TASK MATERIAL ->
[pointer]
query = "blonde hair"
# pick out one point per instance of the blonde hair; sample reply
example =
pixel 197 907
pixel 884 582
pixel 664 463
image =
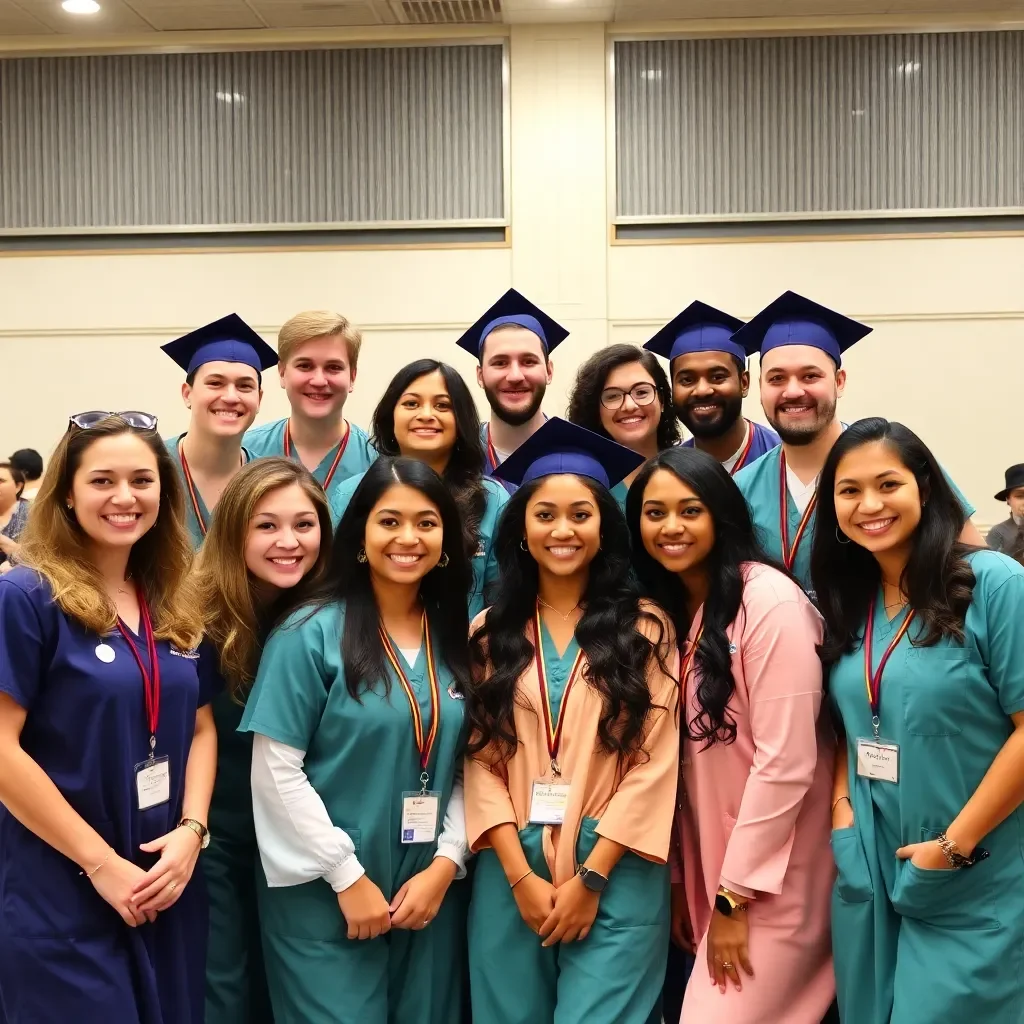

REQUIRED WORK -> Return every line of the records in which the word "pixel" is found.

TASK SOLUTION ->
pixel 197 907
pixel 884 582
pixel 664 463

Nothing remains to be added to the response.